[Exercise objective] Please extract everything from "The lineage report answers" down to "(human) ------------------- ..." in the text on the BLAST lineage report, copying it word for word.

[Selected text]
########################################

The lineage report answers the question "how closely are the organisms in the BLAST hitlist related to the query sequence (focus organism) according to the taxonomy database".

The top part of the report shows an abbreviated lineage down to the focus organism:

Fungi/Metazoa group [eukaryotes]
. Eumetazoa           [animals]
. . Bilateria           [animals]
. . . Coelomata           [animals]
. . . . Deuterostomia       [animals]
. . . . . Euteleostomi        [vertebrates]
. . . . . . Tetrapoda           [vertebrates]
. . . . . . . Amniota             [vertebrates]
. . . . . . . . Eutheria            [mammals]
. . . . . . . . . Homo sapiens (human) ------------------- ...
This list includes the smallest subset of taxonomic groups that are required to represent the relationships between the BLAST hitlist organisms and the focus species. The nested vernacular 'blast names' on the right give a rough approximation of the relationships of each species. The first name in the list gives the taxonomic range of the BLAST hitlist organisms - all of the species in this list come from the "Fungi/Metazoa group".

The bottom part of the lineage report has a left and a right side. The left side of the report lists the species names (with a common name, if one is available) nested as they appear within the taxonomic groups in the top part of the report. Within each nesting, the species are sorted by the strength of the strongest BLAST hit.

. . . . Deuterostomia       [animals]
. . . . . Euteleostomi        [vertebrates]
. . . . . . Tetrapoda           [vertebrates]
. . . . . . . Amniota             [vertebrates]
. . . . . . . . Eutheria            [mammals]
. . . . . . . . . Homo sapiens (human) -------------------  941 ...
. . . . . . . . . Cricetulus griseus (Chinese hamster) ...  939 ...
. . . . . . . . . Mus musculus (house mouse) .............  939 ...
. . . . . . . . . Rattus norvegicus (Norway rat) .........  936 ...
. . . . . . . . Gallus gallus (chicken) ------------------  938 ...
. . . . . . . Xenopus laevis (African clawed frog) -------  914 ...
. . . . . . Danio rerio (zebrafish) ----------------------  872 ...
. . . . . . Oryzias latipes (Japanese medaka) ............  833 ...
. . . . . . Seriola quinqueradiata (five-ray yellowtail) .  823 ...
. . . . . . Sparus aurata (gilthead sea bream) ...........  820 ...
. . . . . Anthocidaris crassispina -----------------------  782 ...
This report focuses on Homo sapiens, the source of the best hit. Cricetulus griseus, Mus musculus and Rattus norvegicus are all placental mammals (Eutheria) along with Homo sapiens, but none are more closely related to Homo sapiens than thay are to one another. The next most closely related species is the chicken (an amniote), and so on.

The right half of the report gives the BLAST score of the strongest hit from each species (and the title of the corresponding sequence entry) the number of hits, and the 'blast name' associated with each of the species.

########################################

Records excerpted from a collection
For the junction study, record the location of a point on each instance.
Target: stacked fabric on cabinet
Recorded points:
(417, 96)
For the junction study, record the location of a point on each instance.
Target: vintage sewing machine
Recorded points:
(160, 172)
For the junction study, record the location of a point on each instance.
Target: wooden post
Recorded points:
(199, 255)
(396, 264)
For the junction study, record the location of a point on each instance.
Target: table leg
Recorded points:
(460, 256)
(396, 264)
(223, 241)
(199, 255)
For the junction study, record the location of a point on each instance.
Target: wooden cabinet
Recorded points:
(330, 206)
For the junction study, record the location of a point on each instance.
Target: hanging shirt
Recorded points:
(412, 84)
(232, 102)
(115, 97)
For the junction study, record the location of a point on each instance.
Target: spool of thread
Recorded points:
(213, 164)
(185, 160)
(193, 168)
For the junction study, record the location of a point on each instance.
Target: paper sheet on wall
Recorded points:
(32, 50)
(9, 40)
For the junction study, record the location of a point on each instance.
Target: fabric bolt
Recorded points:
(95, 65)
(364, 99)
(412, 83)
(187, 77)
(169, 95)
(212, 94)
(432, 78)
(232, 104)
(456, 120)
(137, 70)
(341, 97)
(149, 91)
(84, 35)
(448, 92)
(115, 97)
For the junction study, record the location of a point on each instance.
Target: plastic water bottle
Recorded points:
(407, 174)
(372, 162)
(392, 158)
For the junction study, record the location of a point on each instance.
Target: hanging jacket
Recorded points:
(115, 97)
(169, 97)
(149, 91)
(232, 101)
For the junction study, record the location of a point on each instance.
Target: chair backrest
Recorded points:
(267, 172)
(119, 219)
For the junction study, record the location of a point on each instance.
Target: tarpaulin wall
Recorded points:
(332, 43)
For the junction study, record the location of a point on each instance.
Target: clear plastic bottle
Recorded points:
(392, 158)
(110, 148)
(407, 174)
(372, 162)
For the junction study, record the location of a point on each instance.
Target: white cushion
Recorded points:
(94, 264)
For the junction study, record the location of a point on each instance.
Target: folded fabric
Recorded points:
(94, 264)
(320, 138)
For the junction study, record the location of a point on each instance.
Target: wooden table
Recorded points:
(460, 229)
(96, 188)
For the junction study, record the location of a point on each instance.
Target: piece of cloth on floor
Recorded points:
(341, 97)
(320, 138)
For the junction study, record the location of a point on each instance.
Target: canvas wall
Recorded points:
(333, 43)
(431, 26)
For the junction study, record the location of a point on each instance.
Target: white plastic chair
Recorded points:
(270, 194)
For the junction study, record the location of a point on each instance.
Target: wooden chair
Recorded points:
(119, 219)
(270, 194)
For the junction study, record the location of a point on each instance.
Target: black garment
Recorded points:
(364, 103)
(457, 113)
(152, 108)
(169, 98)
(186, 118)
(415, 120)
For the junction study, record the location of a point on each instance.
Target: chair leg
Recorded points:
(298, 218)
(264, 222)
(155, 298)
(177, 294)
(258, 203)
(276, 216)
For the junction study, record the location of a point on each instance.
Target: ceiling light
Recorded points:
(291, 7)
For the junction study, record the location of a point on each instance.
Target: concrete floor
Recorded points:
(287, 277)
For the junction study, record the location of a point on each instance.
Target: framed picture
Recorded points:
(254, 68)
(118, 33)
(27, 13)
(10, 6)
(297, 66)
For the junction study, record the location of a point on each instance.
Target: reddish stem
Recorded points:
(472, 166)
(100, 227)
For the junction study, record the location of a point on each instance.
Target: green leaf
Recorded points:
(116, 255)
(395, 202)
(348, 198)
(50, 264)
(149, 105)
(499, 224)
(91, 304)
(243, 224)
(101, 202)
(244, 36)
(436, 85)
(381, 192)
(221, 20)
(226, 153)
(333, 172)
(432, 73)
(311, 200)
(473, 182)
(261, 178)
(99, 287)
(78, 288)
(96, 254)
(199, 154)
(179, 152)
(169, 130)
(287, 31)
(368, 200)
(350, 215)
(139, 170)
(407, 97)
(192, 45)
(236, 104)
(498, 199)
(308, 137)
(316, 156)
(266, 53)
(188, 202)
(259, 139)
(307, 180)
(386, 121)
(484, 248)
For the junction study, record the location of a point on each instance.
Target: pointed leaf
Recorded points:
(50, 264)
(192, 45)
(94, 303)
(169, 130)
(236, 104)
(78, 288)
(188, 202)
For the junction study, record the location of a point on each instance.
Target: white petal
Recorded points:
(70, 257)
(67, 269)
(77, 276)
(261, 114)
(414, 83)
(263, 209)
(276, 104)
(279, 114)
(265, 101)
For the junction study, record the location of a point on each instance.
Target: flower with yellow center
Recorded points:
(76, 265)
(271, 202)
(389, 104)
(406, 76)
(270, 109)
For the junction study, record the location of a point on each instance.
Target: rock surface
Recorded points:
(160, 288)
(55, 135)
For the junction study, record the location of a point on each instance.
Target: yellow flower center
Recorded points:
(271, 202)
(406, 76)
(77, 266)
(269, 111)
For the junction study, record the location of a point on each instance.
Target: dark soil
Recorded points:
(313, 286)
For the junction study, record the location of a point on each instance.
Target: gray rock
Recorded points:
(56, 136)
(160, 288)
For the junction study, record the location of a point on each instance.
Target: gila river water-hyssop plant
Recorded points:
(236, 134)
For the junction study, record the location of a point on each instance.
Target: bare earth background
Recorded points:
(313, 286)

########################################

[Task answer]
The lineage report answers the question "how closely are the organisms in the BLAST hitlist related to the query sequence (focus organism) according to the taxonomy database".

The top part of the report shows an abbreviated lineage down to the focus organism:

Fungi/Metazoa group [eukaryotes]
. Eumetazoa           [animals]
. . Bilateria           [animals]
. . . Coelomata           [animals]
. . . . Deuterostomia       [animals]
. . . . . Euteleostomi        [vertebrates]
. . . . . . Tetrapoda           [vertebrates]
. . . . . . . Amniota             [vertebrates]
. . . . . . . . Eutheria            [mammals]
. . . . . . . . . Homo sapiens (human) ------------------- ...